- [Exercise objective] Please report how many lines in the data below contain "this". Nothing besides the number should be written.

- [Material supplied]
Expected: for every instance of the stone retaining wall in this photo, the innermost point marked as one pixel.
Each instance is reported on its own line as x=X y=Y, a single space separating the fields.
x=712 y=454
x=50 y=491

==

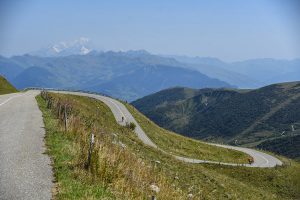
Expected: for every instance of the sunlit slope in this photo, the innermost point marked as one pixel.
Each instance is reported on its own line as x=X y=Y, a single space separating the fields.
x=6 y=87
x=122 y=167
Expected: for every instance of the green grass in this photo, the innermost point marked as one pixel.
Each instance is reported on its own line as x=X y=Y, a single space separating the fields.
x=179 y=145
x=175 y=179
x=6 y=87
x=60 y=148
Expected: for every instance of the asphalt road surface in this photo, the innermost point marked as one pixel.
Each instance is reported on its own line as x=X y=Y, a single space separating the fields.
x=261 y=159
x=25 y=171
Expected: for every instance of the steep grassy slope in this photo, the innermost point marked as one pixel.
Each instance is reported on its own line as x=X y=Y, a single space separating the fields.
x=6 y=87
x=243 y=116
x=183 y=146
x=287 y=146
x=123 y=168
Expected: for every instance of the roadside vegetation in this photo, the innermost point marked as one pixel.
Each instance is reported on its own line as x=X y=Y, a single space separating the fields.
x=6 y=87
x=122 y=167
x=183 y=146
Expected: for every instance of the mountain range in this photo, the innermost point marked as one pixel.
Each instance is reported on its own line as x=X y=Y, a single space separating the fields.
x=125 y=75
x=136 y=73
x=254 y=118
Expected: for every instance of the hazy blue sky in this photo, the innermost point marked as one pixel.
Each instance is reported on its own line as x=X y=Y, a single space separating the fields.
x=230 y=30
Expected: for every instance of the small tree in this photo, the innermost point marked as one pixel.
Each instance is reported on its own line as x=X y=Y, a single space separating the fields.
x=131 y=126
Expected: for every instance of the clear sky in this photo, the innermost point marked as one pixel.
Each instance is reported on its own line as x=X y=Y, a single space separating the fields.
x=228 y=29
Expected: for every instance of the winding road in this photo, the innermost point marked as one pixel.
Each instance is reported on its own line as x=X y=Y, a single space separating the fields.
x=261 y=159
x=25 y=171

- [Your response] 11